Region pointing data:
★ ★ ★ ★

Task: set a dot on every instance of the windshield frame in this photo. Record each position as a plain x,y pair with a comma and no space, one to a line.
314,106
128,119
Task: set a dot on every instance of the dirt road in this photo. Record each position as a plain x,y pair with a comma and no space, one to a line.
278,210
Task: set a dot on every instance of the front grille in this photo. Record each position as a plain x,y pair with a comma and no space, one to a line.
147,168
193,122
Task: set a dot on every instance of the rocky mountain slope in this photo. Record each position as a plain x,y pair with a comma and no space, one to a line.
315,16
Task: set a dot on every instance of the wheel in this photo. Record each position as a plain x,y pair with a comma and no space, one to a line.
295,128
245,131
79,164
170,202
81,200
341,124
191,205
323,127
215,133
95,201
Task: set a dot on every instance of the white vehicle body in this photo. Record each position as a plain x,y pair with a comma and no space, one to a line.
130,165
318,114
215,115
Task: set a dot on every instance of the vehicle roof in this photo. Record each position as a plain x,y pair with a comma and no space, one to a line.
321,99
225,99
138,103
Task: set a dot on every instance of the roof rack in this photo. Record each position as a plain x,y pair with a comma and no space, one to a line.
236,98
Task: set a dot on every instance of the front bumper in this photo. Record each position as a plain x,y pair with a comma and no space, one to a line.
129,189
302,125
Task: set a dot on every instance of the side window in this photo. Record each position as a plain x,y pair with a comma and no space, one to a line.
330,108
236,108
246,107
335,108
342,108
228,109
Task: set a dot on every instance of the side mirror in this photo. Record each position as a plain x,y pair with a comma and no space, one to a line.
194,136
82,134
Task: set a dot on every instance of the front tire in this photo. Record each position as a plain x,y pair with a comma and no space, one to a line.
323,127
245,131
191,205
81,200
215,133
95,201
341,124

★ ★ ★ ★

#### ACTIVITY:
The response should be an exact copy of all the records above.

#### TASK OUTPUT:
Task: set a dot on every instance of the windshield frame in this photo. Record each position as a plain x,y pair with a comma and no space, one to a line.
314,106
128,119
Task: set a dot on every instance of the dirt road in this photo. Record each position as a plain x,y pair with a comma and no space, one to a line.
278,210
Task: set a dot on every instance of the front grille in this photo. Record each position as a plain x,y pair with a comma and no space, one to a line.
147,168
193,122
Task: set a dot on every instance of the rocky mountain slope in this photo. Record each position as a plain x,y pair with a comma and no space, one to a line.
315,16
Task: set a dot on every instance of the wheel in this photo. Record each position as a plain x,y pair with a comma and no space, one to a line.
295,128
245,131
79,164
170,202
81,200
341,124
191,205
323,127
215,133
95,201
Task: set a dot on every instance of the white vehicle body in this photo. Record each position as a plain x,y pair with a comma and no space, one to a line.
130,165
318,114
215,115
Task: set a dot on every instance of the vehicle roof in this photo. Record each position as a plain x,y pair with a comma and no space, one to a line.
321,99
225,99
138,103
Task: set a dot on every instance of the roof rack in this photo. Record each position as a plain x,y pair with a comma and no space, one to a line.
236,98
Task: set a dot on every instance of the front bumper in this photo. Record each position as a plain x,y pair with a comma and no space, one to a line.
129,189
302,125
Task: set a dot on every instance of the side window in this photo. Record each position as a plain x,y pair with a comma and no space, one to a line.
330,108
236,108
246,107
335,108
342,108
228,109
Task: set a dot on every instance of the side mirror in this photo. Record each position as a plain x,y pair with a comma and no space, one to a line.
194,136
82,134
Task: set a dot on every instance of the front tire in this photo. Record each position as a plain x,y pair with a comma and no space, one to a line.
323,127
245,131
191,205
81,200
215,133
95,201
341,124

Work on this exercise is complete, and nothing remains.